* BEGIN Data for the task *

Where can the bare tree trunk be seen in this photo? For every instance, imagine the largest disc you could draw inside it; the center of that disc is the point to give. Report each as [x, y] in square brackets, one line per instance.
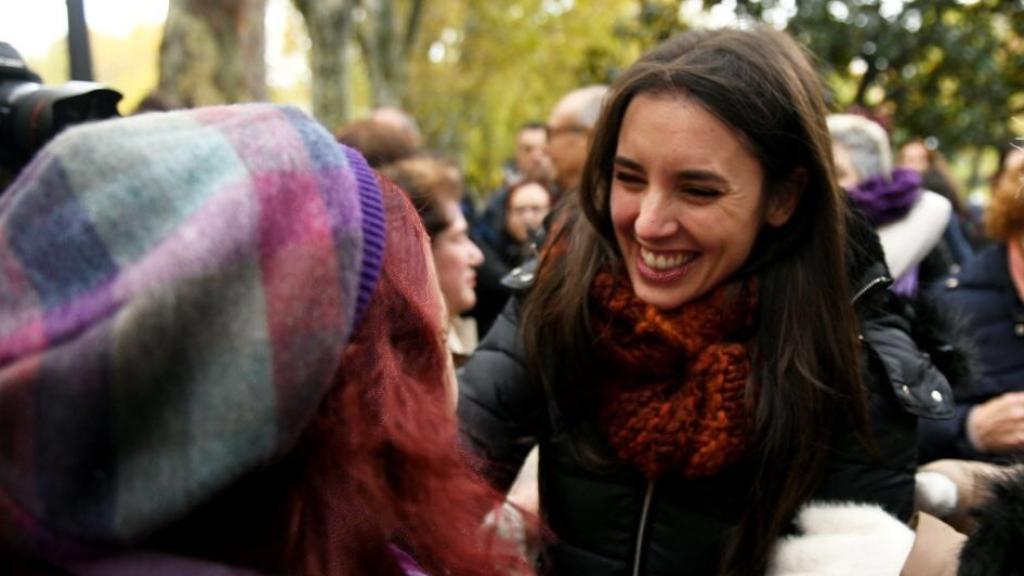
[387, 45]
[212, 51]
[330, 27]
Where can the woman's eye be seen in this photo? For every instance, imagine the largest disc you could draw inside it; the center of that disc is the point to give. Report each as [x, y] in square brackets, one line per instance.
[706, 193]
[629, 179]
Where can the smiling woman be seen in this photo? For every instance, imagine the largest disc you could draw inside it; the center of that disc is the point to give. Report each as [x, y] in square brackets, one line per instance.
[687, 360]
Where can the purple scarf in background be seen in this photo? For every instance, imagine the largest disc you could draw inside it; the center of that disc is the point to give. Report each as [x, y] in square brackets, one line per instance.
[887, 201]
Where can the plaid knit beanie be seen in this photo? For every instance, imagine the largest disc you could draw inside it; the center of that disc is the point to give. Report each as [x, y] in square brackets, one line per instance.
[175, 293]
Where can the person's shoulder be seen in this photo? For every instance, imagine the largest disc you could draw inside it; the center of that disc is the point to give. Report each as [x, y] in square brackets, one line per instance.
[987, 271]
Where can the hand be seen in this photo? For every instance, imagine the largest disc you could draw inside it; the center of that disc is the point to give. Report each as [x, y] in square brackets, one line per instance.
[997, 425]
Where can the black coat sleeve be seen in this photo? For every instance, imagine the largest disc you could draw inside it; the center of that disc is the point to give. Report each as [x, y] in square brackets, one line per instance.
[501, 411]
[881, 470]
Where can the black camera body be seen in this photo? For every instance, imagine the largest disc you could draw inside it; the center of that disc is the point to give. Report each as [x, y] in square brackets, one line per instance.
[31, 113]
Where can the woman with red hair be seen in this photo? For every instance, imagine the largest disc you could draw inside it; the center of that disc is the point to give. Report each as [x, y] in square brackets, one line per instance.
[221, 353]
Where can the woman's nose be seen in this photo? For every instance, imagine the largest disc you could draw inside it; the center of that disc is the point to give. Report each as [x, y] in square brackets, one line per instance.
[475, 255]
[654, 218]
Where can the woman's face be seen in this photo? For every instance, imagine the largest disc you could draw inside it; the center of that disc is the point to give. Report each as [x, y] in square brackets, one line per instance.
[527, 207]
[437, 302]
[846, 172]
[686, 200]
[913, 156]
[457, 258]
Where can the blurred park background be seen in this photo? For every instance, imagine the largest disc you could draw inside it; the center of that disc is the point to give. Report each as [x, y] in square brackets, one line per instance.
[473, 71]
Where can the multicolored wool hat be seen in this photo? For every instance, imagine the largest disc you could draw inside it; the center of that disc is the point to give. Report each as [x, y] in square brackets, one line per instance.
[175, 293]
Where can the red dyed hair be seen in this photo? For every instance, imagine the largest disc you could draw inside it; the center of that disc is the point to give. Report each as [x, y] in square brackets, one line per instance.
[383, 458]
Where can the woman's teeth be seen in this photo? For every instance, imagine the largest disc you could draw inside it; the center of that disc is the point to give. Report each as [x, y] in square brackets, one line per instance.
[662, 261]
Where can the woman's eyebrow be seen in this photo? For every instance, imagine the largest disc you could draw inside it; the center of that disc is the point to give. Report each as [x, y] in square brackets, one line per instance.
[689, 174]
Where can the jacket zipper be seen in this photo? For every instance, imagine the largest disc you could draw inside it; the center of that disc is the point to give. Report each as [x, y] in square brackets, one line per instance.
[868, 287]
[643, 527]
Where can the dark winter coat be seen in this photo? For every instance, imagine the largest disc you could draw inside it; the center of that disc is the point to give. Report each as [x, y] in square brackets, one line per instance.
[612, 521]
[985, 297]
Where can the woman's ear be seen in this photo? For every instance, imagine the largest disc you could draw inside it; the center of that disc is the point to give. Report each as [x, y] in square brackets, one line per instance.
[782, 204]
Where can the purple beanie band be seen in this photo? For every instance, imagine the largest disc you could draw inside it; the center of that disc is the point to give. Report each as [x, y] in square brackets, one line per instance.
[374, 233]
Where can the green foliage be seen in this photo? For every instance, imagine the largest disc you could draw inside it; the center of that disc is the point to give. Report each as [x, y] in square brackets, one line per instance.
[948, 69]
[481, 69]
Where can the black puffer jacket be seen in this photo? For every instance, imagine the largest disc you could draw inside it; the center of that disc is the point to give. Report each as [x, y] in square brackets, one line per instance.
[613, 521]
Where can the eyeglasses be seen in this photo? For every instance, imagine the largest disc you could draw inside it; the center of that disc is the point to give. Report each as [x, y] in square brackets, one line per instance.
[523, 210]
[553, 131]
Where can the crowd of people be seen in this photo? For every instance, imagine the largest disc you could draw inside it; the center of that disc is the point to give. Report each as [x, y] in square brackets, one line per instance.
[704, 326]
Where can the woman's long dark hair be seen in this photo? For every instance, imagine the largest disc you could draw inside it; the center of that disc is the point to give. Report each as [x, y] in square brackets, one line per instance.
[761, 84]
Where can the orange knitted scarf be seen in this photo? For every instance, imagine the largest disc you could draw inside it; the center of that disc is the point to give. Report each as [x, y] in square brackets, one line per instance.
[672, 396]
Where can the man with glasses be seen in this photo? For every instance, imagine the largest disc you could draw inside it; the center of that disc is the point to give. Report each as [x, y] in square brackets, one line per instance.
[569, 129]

* END Data for the task *

Except for the pictures, copy every line of the records above exactly.

**Correct output**
Where can the bare tree trunk be seen in this photo? For every instance, imagine the largest disc you could draw inside it; the center of that disc is the point to give. Report each as [x, y] in square brackets, one line per instance.
[387, 45]
[212, 51]
[330, 27]
Where can the woman's eye be seen in this photo? For every instance, imagine the largest disc you could draw inside it; the center of that disc is the point to give. Report each as [x, y] in square brackets, one line per instance.
[706, 193]
[629, 179]
Where can the smiling woman be seen in this photo? For every instance, imagine the largest disc you could draw inside it; the center of that disc is the point to give. Report each as [x, y] in square brackets, one line per instance.
[687, 360]
Where can the purple scarf in background be seen in this photo? For every instance, imagine the largest disc you could draw inside it; the center of that disc is the point to give. Report each as [x, y] in square brackets, one line per instance.
[887, 201]
Where can the plaid knit beanie be seen in this photo? For every instance, imagine the largest disc you could draw inside it; the center of that disc is the point to give. Report each as [x, y] in square brackets, one line per instance.
[175, 293]
Where can the person's shoulder be seen in this photo? For every instance, imagine the largest disc you could draw inside it; the center of that disc is the point to give. Report each as [x, y] in square brackets, one line per instance.
[987, 271]
Where can the hand be seen in this photo? For every instance, imagine the largest disc you could draw inside it; the center of that disc is the point to give. Report each as [x, y] in square brackets, one line per instance.
[997, 425]
Where can the black coat sleeve be seen in this photo? For every instance, imagine the largest disc you could draw inside it; the center of that disc is the point to give. Report each as [x, y] in square brackets, one line per instance.
[501, 411]
[881, 470]
Where can the black camera body be seen in this photo? For every instance, imagine the largest disc you could draw inside it; the center of that disc is the point to give. Report each as [x, y] in square brackets, one line per instance.
[31, 113]
Where can the woman with red hair be seen in this photo? For every instance, imagine the largest disc you could draw inside it; the center of that disc is the point to give. Report each as [x, y] in square brackets, one line per instance.
[221, 353]
Where can the woman's nose be seen in this photo? For every instance, imagine the largest disc you could draw inside it; the center of that disc is the point to give. Report each as [x, y] in square brackets, one line per instance.
[475, 255]
[654, 218]
Where can the woman's face be seen in this photo? For every instance, imagine the largest disc you could draw inside it; the center of that disc is the point to give. Report each as [x, y] in square brackets, one line per instance.
[527, 207]
[437, 302]
[846, 172]
[686, 200]
[913, 156]
[457, 258]
Where can the blurred park background be seen in this photo? For every instance, imagine the largest disc you could draw inside it; the center of that disc is the point to give. Report each as [x, y] in square brackets, one line per instance.
[473, 71]
Where can the multicolored wool hat be seen in this photo? For every instance, imagine the largest disc you could draw inside it; the center of that disc is the point to give. Report each as [x, y] in square brackets, one line per instance.
[175, 293]
Where can the red dyed hair be seen in this photo? For every instance, imagine the largest disc you could draw inside it; the center of that disc is the point to give. Report each as [x, y] in square brackets, one line per instance.
[383, 458]
Where can the woman's teeth be seen in this photo? For every instance, imagine the largest disc you could draw inside it; the center of that disc is the point to give. Report each as [x, y] in square brackets, one line per instance.
[662, 261]
Where can the woman's eyebrow be seen in this photo? For every instance, imagine the largest disc you could draw inside it; the center of that disc is the point to give. Report each as [x, y] in square brackets, one line per instance.
[689, 174]
Where can the jacket zipper be seen in this photo? For every instance, imagine the largest disc you could draw inside it; the center of that disc is the point to give. Report each as [x, y] in square brackets, one line per instance.
[868, 287]
[643, 527]
Where can the dark winter coat be seen in this photo? For every instance, imagine the largest disc you could draw inside it; the center of that disc is the point to give. Report each as [x, y] in square brackets, one line per instance.
[612, 521]
[985, 297]
Where can the woman's ear be seen in this photo? For every instance, imagine the largest disc you could draw inside it; the center of that disc is the point to give. Report each as [x, y] in square brackets, one line per instance.
[782, 204]
Where can the purple beanie band be seen in this photo? For every instance, imagine the largest disc you could draw inside it; the center of that disc is the point to give. Report each as [x, y] in square brackets, one line per instance.
[374, 233]
Where can the green foliage be seen in this photo? For every instance, imagine the largest disc you could draw inside it; the center of that disc is the point to give. Report each as [x, y] in square brackets, one line per instance.
[948, 69]
[481, 69]
Where can the black puffer jacket be seen in this photo? For every instance, imagine the largest disc you could draw inside it; the center of that disc is the point to give. Report each as [x, y] in square brackets, one line per instance.
[613, 521]
Where can the eyeglasses be seen in this photo? For every instance, imagine the largest disc you could draw inside it; the center of that disc is the point to give. Report each as [x, y] in square brackets, one line per instance.
[523, 210]
[553, 131]
Where can the crowd of people be seen in this photo? For every instance, imagine the largest disc you could draw inside it; the center of that disc is the point to give. Report each as [x, y] in square brackets, one line per instance.
[704, 326]
Where can the woman's long dark hair be seen in this photo? For every instance, imagine the largest disc you could draw inside it; the center of that disc is the point to give. Report each as [x, y] in square brackets, one line per instance.
[761, 84]
Where can the orange knitted scarf be seen in this photo? For every instance, imagine the largest disc you could draw inside it; the center of that disc is the point to give. Report each as [x, y] in square brackets, one line per instance.
[672, 396]
Where can the man with glasses be seen in this photo? For every instance, imagine the largest disc you could draw inside it; the center of that disc is the point to give. Report each as [x, y] in square brackets, one line per instance.
[569, 129]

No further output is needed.